**RECORDS PROVIDED**
· · · ·

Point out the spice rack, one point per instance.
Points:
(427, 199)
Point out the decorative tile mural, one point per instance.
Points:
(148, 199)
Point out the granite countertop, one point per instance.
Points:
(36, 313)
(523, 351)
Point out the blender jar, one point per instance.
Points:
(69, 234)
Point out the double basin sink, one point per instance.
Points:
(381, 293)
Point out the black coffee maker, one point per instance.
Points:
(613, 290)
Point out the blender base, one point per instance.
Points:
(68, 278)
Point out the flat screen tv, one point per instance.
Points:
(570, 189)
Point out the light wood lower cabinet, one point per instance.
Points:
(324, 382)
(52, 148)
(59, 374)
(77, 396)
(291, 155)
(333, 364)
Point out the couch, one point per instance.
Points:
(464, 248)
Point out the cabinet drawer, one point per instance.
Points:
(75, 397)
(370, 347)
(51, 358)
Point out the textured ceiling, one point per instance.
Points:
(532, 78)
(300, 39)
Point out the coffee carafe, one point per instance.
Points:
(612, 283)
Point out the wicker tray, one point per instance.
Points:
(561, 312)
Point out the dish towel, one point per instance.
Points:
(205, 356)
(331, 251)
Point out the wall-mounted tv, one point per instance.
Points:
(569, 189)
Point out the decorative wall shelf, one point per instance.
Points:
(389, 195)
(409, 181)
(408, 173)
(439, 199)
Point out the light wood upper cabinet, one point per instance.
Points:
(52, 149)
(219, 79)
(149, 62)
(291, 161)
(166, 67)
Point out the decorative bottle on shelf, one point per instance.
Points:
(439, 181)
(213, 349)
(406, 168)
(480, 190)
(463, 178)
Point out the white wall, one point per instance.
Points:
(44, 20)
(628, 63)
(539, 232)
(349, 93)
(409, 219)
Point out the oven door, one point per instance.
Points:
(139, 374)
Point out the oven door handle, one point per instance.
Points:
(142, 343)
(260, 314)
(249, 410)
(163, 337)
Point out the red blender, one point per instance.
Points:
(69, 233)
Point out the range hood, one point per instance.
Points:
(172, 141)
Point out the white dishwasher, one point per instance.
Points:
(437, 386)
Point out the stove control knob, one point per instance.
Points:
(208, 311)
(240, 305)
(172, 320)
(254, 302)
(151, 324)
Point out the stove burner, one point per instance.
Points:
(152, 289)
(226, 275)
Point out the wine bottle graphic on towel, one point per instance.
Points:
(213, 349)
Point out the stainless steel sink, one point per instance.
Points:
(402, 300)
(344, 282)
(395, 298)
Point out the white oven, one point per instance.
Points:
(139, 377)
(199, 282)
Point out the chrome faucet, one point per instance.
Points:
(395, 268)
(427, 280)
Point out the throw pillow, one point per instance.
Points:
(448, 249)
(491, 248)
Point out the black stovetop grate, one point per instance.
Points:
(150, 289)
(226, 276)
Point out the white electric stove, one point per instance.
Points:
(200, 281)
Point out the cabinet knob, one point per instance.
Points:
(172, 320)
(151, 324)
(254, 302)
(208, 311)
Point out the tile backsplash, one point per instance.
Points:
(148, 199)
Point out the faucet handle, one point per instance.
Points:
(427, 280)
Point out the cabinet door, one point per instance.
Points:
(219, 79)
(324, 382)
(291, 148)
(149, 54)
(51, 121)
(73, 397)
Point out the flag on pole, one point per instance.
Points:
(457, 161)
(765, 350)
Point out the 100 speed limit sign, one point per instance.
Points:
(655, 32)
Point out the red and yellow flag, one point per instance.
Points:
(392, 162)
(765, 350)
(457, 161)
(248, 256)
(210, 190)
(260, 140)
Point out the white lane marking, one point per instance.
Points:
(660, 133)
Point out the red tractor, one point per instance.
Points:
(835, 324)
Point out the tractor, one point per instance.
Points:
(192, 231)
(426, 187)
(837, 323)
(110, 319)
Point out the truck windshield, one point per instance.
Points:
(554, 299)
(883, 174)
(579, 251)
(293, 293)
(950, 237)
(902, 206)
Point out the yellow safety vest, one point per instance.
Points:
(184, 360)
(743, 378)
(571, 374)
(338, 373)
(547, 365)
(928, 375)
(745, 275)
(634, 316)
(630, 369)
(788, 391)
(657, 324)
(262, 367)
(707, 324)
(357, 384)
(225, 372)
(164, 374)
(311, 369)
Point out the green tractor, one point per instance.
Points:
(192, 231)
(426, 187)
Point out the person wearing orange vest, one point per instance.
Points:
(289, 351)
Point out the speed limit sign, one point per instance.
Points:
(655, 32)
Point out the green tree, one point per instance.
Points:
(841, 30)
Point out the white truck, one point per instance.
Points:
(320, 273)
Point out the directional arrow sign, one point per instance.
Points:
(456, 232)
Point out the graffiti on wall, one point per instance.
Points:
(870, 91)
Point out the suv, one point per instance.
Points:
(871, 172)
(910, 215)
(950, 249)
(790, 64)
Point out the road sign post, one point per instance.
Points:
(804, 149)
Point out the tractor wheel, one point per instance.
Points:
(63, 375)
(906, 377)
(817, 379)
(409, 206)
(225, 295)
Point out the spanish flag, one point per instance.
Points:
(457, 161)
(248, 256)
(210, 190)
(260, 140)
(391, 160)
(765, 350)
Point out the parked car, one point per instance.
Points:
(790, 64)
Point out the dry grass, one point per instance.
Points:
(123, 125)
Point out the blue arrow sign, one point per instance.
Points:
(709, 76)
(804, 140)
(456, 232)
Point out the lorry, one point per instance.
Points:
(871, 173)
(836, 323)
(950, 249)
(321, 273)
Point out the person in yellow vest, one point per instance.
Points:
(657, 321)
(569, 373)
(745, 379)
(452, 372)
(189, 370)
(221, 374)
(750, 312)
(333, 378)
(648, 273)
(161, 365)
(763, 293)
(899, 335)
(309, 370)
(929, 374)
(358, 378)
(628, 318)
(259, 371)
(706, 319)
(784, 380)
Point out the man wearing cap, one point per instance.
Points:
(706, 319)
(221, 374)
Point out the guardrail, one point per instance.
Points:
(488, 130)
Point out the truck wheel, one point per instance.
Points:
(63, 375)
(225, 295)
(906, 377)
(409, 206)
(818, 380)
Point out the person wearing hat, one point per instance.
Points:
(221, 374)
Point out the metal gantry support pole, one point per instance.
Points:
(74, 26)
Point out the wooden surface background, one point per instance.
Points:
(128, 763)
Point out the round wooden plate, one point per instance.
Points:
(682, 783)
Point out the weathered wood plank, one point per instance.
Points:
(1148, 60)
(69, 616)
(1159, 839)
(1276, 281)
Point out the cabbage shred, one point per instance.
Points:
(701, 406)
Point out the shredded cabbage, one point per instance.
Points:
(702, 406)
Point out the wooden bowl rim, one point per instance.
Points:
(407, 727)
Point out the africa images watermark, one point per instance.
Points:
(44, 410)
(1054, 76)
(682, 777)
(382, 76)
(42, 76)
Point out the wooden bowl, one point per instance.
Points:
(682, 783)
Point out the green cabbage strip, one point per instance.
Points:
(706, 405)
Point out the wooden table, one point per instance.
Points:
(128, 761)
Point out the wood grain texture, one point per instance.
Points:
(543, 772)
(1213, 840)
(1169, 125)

· · · ·

**PROBLEM STATEMENT**
Reproduce the listing shown above in its entirety, exactly.

**ANSWER BELOW**
Point out the spice rack, one point per instance.
Points:
(427, 199)
Point out the decorative tile mural, one point per instance.
Points:
(148, 199)
Point out the granite countertop, one point per instance.
Points:
(36, 313)
(523, 351)
Point out the blender jar, one point per instance.
Points:
(69, 234)
Point out the double basin sink, one point per instance.
Points:
(381, 293)
Point out the black coffee maker, one point per instance.
Points:
(613, 290)
Point out the blender base, one point per instance.
Points:
(68, 278)
Point out the flat screen tv, one point per instance.
Points:
(570, 189)
Point out the light wood lower cabinet, one point per instance.
Points:
(324, 382)
(52, 148)
(59, 374)
(77, 396)
(291, 155)
(333, 364)
Point out the couch, one point per instance.
Points:
(464, 248)
Point out the cabinet drawer, one point per instance.
Points:
(75, 397)
(370, 347)
(51, 358)
Point out the textured ceiling, one point per instance.
Points:
(532, 78)
(300, 39)
Point out the coffee carafe, one point per instance.
Points:
(612, 283)
Point out the wicker tray, one point per instance.
Points:
(561, 312)
Point out the dish towel, one point per instance.
Points:
(205, 356)
(331, 251)
Point out the wall-mounted tv, one point per instance.
Points:
(569, 189)
Point out the decorative wall shelf, one point per instance.
Points:
(389, 195)
(409, 181)
(408, 173)
(439, 199)
Point out the light wood upper cabinet, one point per instance.
Points:
(52, 149)
(219, 79)
(149, 62)
(291, 161)
(166, 67)
Point out the decorative bottle on shelf, one point per instance.
Points:
(439, 181)
(213, 349)
(406, 168)
(480, 190)
(463, 178)
Point out the white wall, one point per instance.
Points:
(44, 20)
(628, 63)
(539, 232)
(349, 93)
(409, 219)
Point out the oven door, one point per instance.
Points:
(139, 374)
Point out the oven door handle, one point per instance.
Points:
(142, 343)
(260, 314)
(249, 410)
(163, 337)
Point out the red blender, one point per instance.
Points:
(69, 233)
Point out the range hood, one point per instance.
Points:
(172, 141)
Point out the white dishwasher, one point per instance.
Points:
(437, 386)
Point out the stove control knob, one point per instance.
Points:
(208, 311)
(240, 305)
(172, 320)
(254, 302)
(151, 324)
Point out the stove burner, one point per instance.
Points:
(152, 289)
(226, 275)
Point out the wine bottle graphic on towel, one point per instance.
Points:
(213, 349)
Point out the stainless steel sink, one point per instance.
Points:
(402, 300)
(344, 282)
(395, 298)
Point out the white oven, one point per instance.
Points:
(139, 377)
(199, 282)
Point out the chrome faucet, one point per instance.
Points:
(395, 268)
(427, 280)
Point out the throw pillow, one point per instance.
Points:
(448, 249)
(491, 248)
Point out the black stovetop grate, one point per instance.
Points:
(150, 289)
(226, 276)
Point out the white electric stove, one point per instance.
Points:
(200, 281)
Point out the cabinet knob, one point per instance.
Points:
(172, 320)
(151, 324)
(254, 302)
(208, 311)
Point out the tile backsplash, one point per instance.
Points:
(148, 199)
Point out the faucet handle, one point per instance.
Points:
(427, 280)
Point out the cabinet door, one point per instance.
Points:
(219, 79)
(324, 382)
(291, 148)
(149, 54)
(51, 121)
(73, 397)
Point out the flag on pole, one point per instance.
Points:
(457, 161)
(765, 350)
Point out the 100 speed limit sign, one point per instance.
Points:
(655, 32)
Point out the red and yellow flag, one point per instance.
Points:
(392, 162)
(765, 350)
(457, 161)
(248, 256)
(210, 190)
(260, 140)
Point out the white lane marking, one point per instance.
Points:
(660, 133)
Point out the red tractor, one point per instance.
Points:
(835, 324)
Point out the tractor, one point per instance.
Points:
(192, 231)
(426, 187)
(837, 323)
(110, 319)
Point out the truck windshield, one point per instance.
Points:
(554, 299)
(883, 174)
(579, 251)
(293, 293)
(950, 237)
(902, 206)
Point out the yellow safety vest, one point per instance.
Points:
(184, 360)
(743, 378)
(571, 374)
(338, 373)
(547, 365)
(928, 375)
(745, 275)
(634, 316)
(630, 369)
(788, 391)
(657, 324)
(262, 367)
(707, 324)
(357, 384)
(225, 372)
(164, 374)
(311, 369)
Point out the green tractor, one point per instance.
Points:
(192, 231)
(426, 187)
Point out the person wearing orange vest, one point per instance.
Points:
(289, 351)
Point out the speed limit sign, one point per instance.
Points:
(655, 32)
Point out the green tree, one point per instance.
Points:
(841, 30)
Point out the white truck, one point per instance.
Points:
(320, 273)
Point out the directional arrow sign, one point per instance.
Points:
(456, 232)
Point out the graffiti on wall, one point per instance.
Points:
(870, 91)
Point out the suv, one point per instance.
Points:
(871, 172)
(910, 215)
(950, 249)
(790, 64)
Point out the road sign post, one point per instance.
Points:
(804, 149)
Point out the tractor wheel, one point per instance.
Points:
(63, 375)
(906, 377)
(817, 379)
(409, 206)
(225, 295)
Point out the spanish flag, one point per instance.
Points:
(457, 161)
(248, 256)
(210, 190)
(260, 140)
(391, 160)
(765, 350)
Point out the parked car, one point per instance.
Points:
(790, 64)
Point out the dry grass, one point per instance.
Points:
(123, 125)
Point out the blue arrow sign, one point per instance.
Points:
(709, 76)
(804, 140)
(456, 232)
Point out the lorry, one point per instance.
Points:
(871, 173)
(836, 323)
(950, 249)
(321, 273)
Point out the person in yellow vest, one point per instance.
Points:
(657, 321)
(569, 373)
(745, 379)
(452, 372)
(189, 370)
(221, 374)
(750, 312)
(333, 378)
(648, 273)
(161, 365)
(763, 293)
(899, 335)
(309, 370)
(929, 374)
(358, 378)
(628, 318)
(259, 371)
(706, 319)
(784, 380)
Point out the man wearing cap, one point per instance.
Points:
(706, 319)
(221, 374)
Point out the guardrail, one point per instance.
Points:
(488, 130)
Point out the truck wheel, one point per instance.
Points:
(63, 375)
(225, 295)
(906, 377)
(409, 206)
(818, 380)
Point out the person wearing hat, one point per instance.
Points:
(221, 374)
Point out the metal gantry support pole, one point per instance.
Points:
(74, 26)
Point out the wooden surface background, one point per instance.
Points:
(128, 763)
Point out the round wooden plate, one point per instance.
Points:
(682, 783)
Point out the weathered wood plank, one point per instance.
Points:
(1148, 60)
(69, 616)
(1159, 839)
(1276, 281)
Point out the cabbage shred, one point per instance.
Points:
(701, 406)
Point out the shredded cabbage, one point per instance.
Points:
(702, 406)
Point out the wooden bowl rim, one point per instance.
Points:
(407, 727)
Point out the africa images watermark, one point per instance.
Points:
(44, 410)
(1054, 76)
(682, 777)
(382, 76)
(42, 76)
Point out the wooden bowl, one point per instance.
Points:
(682, 783)
Point out the green cabbage strip, one point per instance.
Points:
(706, 405)
Point out the wooden table, one point per instance.
Points:
(128, 761)
Point out the wood grain texture, one point per instance.
Points:
(543, 772)
(1213, 840)
(1169, 125)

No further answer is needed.